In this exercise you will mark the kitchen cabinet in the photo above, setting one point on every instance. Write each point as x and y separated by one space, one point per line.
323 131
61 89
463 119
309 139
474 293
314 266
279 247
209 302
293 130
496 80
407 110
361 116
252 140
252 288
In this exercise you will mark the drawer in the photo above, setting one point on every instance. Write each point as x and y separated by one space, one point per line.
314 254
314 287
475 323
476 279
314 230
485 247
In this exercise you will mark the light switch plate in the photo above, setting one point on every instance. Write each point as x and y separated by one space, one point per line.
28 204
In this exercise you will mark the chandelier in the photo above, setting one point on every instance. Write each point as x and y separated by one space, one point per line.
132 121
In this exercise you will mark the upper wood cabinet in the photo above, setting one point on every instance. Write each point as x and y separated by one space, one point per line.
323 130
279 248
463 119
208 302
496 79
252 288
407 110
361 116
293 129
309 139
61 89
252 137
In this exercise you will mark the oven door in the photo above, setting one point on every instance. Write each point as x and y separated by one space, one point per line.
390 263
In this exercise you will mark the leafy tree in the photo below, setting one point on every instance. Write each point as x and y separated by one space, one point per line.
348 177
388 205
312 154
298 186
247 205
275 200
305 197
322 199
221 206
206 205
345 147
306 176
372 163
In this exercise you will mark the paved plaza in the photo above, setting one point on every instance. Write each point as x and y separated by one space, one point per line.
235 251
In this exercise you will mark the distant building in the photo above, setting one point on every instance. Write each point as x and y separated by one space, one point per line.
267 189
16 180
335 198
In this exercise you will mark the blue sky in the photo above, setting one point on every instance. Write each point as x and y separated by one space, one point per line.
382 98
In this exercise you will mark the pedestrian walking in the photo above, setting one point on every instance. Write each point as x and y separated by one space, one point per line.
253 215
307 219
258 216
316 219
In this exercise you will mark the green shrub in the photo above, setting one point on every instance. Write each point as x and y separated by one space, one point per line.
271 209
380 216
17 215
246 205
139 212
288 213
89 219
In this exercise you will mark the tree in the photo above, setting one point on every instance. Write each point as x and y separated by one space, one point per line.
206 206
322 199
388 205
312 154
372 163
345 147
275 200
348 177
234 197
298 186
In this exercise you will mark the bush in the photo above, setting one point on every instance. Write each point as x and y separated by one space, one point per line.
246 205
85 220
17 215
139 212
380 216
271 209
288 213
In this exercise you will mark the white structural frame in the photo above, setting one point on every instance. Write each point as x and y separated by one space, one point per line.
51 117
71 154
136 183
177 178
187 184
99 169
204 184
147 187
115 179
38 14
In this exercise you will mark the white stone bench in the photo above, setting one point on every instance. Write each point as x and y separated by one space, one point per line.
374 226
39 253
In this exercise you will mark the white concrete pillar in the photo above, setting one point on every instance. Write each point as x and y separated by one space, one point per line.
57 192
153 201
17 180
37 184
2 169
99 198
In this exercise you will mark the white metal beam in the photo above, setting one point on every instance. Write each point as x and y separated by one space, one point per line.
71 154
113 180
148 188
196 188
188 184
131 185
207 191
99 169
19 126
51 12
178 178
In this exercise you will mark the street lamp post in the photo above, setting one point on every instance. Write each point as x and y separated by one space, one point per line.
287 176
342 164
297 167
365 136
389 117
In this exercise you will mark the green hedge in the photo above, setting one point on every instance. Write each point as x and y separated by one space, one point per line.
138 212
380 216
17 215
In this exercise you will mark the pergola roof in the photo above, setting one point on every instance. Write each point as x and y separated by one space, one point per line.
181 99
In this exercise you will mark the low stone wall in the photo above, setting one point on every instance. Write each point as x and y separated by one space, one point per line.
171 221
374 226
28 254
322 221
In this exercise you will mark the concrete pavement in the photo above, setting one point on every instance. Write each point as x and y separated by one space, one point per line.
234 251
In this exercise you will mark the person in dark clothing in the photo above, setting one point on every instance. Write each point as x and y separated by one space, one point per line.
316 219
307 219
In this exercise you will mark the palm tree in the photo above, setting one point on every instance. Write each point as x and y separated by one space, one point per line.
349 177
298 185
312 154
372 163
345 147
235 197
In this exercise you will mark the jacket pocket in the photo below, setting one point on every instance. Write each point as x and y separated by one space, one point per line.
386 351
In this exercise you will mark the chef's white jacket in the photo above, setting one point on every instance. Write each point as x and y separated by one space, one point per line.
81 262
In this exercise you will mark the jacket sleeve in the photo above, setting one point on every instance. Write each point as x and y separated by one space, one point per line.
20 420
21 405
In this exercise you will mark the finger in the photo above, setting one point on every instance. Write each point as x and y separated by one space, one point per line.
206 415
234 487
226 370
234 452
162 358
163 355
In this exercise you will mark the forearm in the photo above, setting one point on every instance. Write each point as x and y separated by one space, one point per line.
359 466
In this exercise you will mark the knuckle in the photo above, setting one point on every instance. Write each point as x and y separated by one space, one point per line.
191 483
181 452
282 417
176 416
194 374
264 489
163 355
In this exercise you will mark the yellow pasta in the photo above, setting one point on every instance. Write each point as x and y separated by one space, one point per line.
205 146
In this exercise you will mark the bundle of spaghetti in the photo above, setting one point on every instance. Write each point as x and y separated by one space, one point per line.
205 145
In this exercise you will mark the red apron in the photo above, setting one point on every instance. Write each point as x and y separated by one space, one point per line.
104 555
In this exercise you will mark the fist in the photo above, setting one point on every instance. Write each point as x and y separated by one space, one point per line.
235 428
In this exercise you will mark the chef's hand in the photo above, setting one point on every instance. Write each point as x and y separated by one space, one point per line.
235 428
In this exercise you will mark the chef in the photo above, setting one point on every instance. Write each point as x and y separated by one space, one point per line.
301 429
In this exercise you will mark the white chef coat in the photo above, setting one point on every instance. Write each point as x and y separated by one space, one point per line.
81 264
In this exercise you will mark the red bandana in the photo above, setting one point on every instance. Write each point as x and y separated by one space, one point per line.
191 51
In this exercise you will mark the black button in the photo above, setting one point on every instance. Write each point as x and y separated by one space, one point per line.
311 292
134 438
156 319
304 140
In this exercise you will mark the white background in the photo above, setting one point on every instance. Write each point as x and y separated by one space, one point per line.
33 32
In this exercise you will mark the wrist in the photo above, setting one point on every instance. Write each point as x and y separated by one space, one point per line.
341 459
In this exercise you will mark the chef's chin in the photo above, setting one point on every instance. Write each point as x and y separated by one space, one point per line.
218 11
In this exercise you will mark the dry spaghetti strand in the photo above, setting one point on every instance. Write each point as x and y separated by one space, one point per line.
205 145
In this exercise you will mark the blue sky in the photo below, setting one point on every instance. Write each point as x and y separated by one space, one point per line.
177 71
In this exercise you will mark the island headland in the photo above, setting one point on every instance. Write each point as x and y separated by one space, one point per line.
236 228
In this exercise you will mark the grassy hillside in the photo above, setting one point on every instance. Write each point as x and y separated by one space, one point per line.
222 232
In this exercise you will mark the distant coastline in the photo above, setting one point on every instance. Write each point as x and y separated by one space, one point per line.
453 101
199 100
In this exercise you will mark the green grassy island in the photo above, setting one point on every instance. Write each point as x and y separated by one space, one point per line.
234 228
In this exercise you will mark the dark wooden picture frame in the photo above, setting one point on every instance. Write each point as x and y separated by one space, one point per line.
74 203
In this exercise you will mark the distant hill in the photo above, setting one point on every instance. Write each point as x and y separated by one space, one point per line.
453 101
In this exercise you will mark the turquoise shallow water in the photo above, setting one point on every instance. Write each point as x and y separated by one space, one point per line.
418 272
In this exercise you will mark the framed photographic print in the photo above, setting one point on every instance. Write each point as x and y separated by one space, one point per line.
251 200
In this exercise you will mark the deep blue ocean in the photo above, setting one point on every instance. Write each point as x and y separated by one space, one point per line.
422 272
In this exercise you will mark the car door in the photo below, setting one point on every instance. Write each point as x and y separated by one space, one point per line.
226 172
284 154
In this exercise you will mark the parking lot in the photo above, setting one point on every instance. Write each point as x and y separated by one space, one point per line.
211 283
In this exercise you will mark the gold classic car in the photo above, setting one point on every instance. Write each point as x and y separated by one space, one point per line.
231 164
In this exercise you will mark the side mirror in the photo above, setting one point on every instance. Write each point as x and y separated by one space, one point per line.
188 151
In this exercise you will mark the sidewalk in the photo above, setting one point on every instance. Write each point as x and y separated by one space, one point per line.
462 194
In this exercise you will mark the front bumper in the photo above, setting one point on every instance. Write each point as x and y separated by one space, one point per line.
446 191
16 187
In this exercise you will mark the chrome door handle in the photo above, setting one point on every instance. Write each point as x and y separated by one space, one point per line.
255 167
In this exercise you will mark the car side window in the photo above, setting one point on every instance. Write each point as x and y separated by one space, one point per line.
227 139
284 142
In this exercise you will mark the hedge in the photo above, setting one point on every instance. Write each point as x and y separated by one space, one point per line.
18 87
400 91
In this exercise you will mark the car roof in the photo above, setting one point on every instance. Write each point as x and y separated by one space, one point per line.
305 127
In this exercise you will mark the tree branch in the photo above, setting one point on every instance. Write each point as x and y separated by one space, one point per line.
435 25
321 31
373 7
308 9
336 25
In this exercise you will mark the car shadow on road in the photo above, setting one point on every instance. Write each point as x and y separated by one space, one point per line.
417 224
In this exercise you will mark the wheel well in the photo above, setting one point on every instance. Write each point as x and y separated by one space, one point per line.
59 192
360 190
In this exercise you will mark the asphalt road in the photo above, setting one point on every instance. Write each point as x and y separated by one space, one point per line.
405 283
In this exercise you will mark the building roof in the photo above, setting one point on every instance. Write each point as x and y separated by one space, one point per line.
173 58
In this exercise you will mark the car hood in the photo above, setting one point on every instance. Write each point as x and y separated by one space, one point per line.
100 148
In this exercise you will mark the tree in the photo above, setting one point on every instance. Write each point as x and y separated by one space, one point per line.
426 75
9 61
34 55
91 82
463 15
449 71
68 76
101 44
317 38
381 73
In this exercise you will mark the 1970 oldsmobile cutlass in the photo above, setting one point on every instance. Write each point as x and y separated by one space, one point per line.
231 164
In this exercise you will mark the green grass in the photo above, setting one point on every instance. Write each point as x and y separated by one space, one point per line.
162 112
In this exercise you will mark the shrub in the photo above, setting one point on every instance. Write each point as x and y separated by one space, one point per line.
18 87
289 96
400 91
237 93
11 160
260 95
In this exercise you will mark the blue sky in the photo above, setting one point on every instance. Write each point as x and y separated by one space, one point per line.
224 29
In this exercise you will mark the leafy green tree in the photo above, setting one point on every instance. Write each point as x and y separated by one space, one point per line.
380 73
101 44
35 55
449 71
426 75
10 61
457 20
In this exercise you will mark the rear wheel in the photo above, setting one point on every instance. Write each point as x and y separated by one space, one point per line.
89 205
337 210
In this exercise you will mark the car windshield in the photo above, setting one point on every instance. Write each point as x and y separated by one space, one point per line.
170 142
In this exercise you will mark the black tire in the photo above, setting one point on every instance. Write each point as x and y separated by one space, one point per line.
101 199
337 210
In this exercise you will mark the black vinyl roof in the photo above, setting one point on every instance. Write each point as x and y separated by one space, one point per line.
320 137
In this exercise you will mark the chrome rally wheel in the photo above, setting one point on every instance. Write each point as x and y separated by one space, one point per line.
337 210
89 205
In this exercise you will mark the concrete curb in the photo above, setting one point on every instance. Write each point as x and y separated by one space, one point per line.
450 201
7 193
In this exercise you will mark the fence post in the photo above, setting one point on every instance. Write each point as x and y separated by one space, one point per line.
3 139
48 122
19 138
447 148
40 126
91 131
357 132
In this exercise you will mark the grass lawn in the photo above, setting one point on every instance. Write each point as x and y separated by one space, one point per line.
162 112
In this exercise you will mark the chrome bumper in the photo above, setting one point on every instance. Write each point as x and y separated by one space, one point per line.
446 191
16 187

——

### YOUR OBJECTIVE
Starting from the line with "In this exercise you will mark the rear" and ending with the final line of the data, quote every line exactly, both ends included.

### WRITTEN ANSWER
In this exercise you will mark the rear wheel in the photo above, setting one point on every instance. Write each point as x and y separated by one space, one point per line.
89 205
337 210
In this exercise you will mark the car windshield in the photo above, setting one point on every instance. Write each point as x and y separated by one space, one point per line.
170 142
In this exercise you will mark the black tire in the photo above, setting one point on every instance. Write each point as x and y separated by one space, one point per line.
101 199
337 210
In this exercise you will mark the black vinyl roof in the photo above, setting one point on every instance. Write each point as x and y separated by one space, one point per line.
320 137
In this exercise you will mark the chrome rally wheel in the photo above, setting one point on every instance. Write each point as x and y separated by one space, one point per line.
337 210
89 205
In this exercise you will mark the concrete curb in the photo above, setting one point on every instance. Write each point as x and y separated by one space, one point per line.
450 201
7 193
In this exercise you will mark the fence post in the photo above, setting one point on every instance. Write each point as x and y separated by one space, one point per line.
3 139
48 122
19 138
447 148
40 126
91 131
357 132
In this exercise you will mark the grass lawn in the photo above, setting one point on every instance. Write each point as x and y separated by one space, one point per line.
162 112
In this exercise you will mark the chrome bumper in the photo above, setting one point on every instance. Write each point as x and y separated by one space, one point per line.
446 191
16 187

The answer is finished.